» Reading passage

┌────────

Re: Range Types, constructors, and the type system

From: Darren Duncan <darren(at)darrenduncan(dot)net>
To: Jeff Davis <pgsql(at)j-davis(dot)com>
Cc: pgsql-hackers(at)postgresql(dot)org
Subject: Re: Range Types, constructors, and the type system
Date: 2011-06-26 07:57:55
Message-ID: 4E06E683.2070009@darrenduncan.net
Views: Raw Message | Whole Thread | Download mbox | Resend email
Thread:
Lists: pgsql-hackers

To eludicate my earlier comments on this subject ...

I believe that the best general solution here is for every ordered base type to
just have a single total order, which is always used with that type in any
generic order-sensitive operation, including any ranges defined over it, or any
ORDER BY or any <,>,etc. The built-in generic text type would have exactly 1
system-defined collation that can't be changed, and it would be something simple
and generic, such as simply sorting on the codepoint as integers.

When we want to have some other "native" ordering for an existing type, such as
when we want to use a different text collation, we do this by creating a *new
base type*, using CREATE TYPE or some shorthand thereof, and this new type
defines its own ordering, such as that a particular text collation is used.

For example:

CREATE TYPE text__en_US AS (v text);

CREATE TYPE text__C AS (v text);

These will not compare equal to each other or to text, and that is good, because
having a different text collation implies that we consider 'foo'::text__en_US
and 'foo'::text__C to be different values.

I believe that any other approach is worse, and in particular I believe that
creating DOMAIN over text is worse, because DOMAIN are supposed to be subtypes
of some other type, whose set of member values is a subset of the other type's
values, and that have the same ordering. Multiple CREATE type over the same
base type don't interfere with each other like multiple DOMAIN could.

Assuming that what CREATE TYPE produces is actually a base type, I believe there
is no better solution using the facilities that SQL provides.

If there is concern about performance related to CREATE TYPE being a composite
type, I'm sure it is possible to engineer an optimization for when the type has
just 1 attribute so that performance isn't an issue. The main point I'm trying
to raise here is about semantics and good type systems.

Likewise, don't let concern about syntax for using values of such composite
types. Once again, there can be shorthands if necessary.

In fact, Postgres could provide a general shorthand for creating a composite
type of 1 attribute whose purpose is to make one type that is like but unequal
to another, and using this shorthand could also cause the composite type to
overload/polymorph all the operators of it's attribute type, so that the syntax
to define one is very short.

└────────

» Instruction A
Retype the part of the Range Types post that begins at the words "I believe that any" and stops after the words "good type systems.".
» Instruction B
According to the Range Types post, why is it good that text__en_US and text__C do not compare equal to each other or to text?
» Instruction C
In the Range Types post, what kind of collation is proposed as the single system-defined one for the built-in generic text type?

» Items
┌────────

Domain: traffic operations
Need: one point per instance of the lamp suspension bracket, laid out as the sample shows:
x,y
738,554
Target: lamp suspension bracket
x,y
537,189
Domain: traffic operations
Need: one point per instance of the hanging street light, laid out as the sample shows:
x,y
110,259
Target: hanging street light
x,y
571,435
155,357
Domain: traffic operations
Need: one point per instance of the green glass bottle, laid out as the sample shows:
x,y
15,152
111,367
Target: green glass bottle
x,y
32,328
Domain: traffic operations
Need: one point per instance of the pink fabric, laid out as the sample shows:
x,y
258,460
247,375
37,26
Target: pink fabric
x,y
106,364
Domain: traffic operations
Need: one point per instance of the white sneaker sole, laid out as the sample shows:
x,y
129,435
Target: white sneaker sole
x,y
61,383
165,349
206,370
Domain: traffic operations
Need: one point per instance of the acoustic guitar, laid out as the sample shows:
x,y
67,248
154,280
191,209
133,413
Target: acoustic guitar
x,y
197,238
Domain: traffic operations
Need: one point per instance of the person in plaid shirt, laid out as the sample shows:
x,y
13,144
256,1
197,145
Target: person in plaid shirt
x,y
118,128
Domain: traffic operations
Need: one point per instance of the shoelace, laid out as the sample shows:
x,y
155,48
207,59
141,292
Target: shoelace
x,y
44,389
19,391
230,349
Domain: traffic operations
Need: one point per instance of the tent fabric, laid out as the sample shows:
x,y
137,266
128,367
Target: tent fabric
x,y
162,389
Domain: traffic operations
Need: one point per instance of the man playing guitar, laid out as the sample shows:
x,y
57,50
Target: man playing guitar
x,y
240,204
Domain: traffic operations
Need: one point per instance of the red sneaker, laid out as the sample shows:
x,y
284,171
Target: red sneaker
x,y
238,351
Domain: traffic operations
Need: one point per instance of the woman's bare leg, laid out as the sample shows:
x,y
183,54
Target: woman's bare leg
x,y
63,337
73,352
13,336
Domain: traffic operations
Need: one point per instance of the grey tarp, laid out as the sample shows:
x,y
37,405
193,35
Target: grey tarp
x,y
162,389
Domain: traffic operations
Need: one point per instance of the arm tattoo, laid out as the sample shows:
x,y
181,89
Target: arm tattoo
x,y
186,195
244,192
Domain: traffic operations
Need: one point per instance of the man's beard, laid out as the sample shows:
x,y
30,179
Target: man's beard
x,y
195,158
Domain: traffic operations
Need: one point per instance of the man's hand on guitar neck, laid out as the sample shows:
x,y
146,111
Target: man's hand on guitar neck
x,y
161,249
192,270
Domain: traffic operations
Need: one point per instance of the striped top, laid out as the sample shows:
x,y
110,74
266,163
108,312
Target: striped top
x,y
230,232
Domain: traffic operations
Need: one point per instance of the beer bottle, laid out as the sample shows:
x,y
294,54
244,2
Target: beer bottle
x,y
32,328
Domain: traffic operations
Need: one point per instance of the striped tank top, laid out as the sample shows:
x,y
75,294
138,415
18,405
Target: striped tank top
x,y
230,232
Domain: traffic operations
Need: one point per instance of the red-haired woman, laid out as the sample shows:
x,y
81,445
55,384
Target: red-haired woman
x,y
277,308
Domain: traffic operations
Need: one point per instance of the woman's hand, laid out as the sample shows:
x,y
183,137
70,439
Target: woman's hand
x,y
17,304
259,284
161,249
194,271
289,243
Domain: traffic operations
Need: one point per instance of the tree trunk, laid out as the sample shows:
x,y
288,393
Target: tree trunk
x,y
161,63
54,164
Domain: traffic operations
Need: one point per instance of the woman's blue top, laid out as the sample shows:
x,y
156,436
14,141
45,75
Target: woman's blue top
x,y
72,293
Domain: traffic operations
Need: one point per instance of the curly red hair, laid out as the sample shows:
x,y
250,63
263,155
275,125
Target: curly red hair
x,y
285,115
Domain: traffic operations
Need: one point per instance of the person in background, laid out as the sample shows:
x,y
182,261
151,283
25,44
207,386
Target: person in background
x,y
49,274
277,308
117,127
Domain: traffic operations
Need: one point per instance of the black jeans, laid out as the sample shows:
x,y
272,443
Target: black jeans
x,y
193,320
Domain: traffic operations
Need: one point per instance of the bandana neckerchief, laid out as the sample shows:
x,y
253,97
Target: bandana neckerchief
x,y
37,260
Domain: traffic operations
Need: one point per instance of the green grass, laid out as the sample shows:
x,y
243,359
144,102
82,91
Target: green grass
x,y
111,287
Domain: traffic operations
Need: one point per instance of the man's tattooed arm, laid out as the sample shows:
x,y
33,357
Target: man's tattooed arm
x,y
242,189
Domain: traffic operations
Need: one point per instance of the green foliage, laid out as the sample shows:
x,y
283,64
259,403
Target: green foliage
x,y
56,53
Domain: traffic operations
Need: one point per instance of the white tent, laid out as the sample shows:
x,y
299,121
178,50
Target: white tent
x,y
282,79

└────────

» Full output A
I believe that any other approach is worse, and in particular I believe that
creating DOMAIN over text is worse, because DOMAIN are supposed to be subtypes
of some other type, whose set of member values is a subset of the other type's
values, and that have the same ordering. Multiple CREATE type over the same
base type don't interfere with each other like multiple DOMAIN could.

Assuming that what CREATE TYPE produces is actually a base type, I believe there
is no better solution using the facilities that SQL provides.

If there is concern about performance related to CREATE TYPE being a composite
type, I'm sure it is possible to engineer an optimization for when the type has
just 1 attribute so that performance isn't an issue. The main point I'm trying
to raise here is about semantics and good type systems.

» Full output B
Having a different text collation implies that 'foo'::text__en_US and 'foo'::text__C are considered different values. It is therefore right that they do not compare equal.

» Full output C
Something simple and generic, such as sorting on the codepoint as integers.